══ DATA FOR THIS EXERCISE ══

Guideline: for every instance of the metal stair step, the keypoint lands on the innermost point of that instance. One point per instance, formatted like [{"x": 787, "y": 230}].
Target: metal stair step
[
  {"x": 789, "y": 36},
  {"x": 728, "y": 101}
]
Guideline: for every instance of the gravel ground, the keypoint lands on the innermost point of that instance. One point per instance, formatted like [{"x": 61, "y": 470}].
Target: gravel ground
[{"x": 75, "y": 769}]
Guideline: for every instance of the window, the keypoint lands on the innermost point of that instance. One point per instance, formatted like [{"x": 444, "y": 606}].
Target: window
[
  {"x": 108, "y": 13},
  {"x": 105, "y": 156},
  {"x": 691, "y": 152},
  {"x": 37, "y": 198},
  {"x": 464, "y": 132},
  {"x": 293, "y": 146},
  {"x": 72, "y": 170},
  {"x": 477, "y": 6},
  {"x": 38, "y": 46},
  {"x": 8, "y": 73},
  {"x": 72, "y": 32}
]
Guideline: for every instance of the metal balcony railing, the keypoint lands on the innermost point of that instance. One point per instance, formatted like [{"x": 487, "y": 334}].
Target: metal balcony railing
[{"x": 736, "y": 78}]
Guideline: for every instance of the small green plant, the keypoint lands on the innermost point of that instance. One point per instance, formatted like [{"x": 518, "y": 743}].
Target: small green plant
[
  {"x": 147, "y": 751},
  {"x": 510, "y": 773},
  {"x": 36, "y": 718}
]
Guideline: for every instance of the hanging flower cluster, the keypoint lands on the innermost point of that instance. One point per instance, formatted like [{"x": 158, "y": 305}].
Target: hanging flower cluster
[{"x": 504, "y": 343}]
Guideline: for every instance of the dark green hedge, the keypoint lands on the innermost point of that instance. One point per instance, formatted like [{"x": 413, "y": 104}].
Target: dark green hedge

═══

WHAT YOU WILL DO:
Could you transcribe every record above exactly as it appears?

RESPONSE FOR THIS EXERCISE:
Guideline: for every instance of the metal stair step, the keypoint lands on the innermost point of that instance. One point per instance, formatted like [{"x": 787, "y": 230}].
Target: metal stair step
[
  {"x": 789, "y": 36},
  {"x": 728, "y": 101}
]
Guideline: for every instance of the gravel ground, the keypoint lands on the innermost point of that instance. One point per instance, formatted like [{"x": 61, "y": 470}].
Target: gravel ground
[{"x": 75, "y": 769}]
Guideline: for every instance of the window, the keypoint lands on the innermost point of that instance. One point per instance, formatted like [{"x": 444, "y": 606}].
Target: window
[
  {"x": 108, "y": 13},
  {"x": 105, "y": 156},
  {"x": 691, "y": 152},
  {"x": 37, "y": 198},
  {"x": 464, "y": 132},
  {"x": 293, "y": 146},
  {"x": 72, "y": 170},
  {"x": 477, "y": 6},
  {"x": 38, "y": 46},
  {"x": 8, "y": 73},
  {"x": 72, "y": 32}
]
Guideline: for every instance of the metal balcony railing, the keypoint lands on the innermost point of that instance. One point per instance, formatted like [{"x": 487, "y": 334}].
Target: metal balcony railing
[{"x": 736, "y": 78}]
Guideline: for every instance of the small green plant, the keypoint lands on the innermost point of that instance. One point per instance, formatted like [{"x": 518, "y": 743}].
Target: small green plant
[
  {"x": 147, "y": 751},
  {"x": 510, "y": 773},
  {"x": 36, "y": 718}
]
Guideline: for every instance of the hanging flower cluster, the keypoint lands on the innermost point of that instance. One point per instance, formatted like [{"x": 158, "y": 305}].
Target: hanging flower cluster
[{"x": 504, "y": 343}]
Guideline: for every instance of the dark green hedge, the keypoint lands on the innermost point of that instance. One point per instance, formatted like [{"x": 413, "y": 104}].
Target: dark green hedge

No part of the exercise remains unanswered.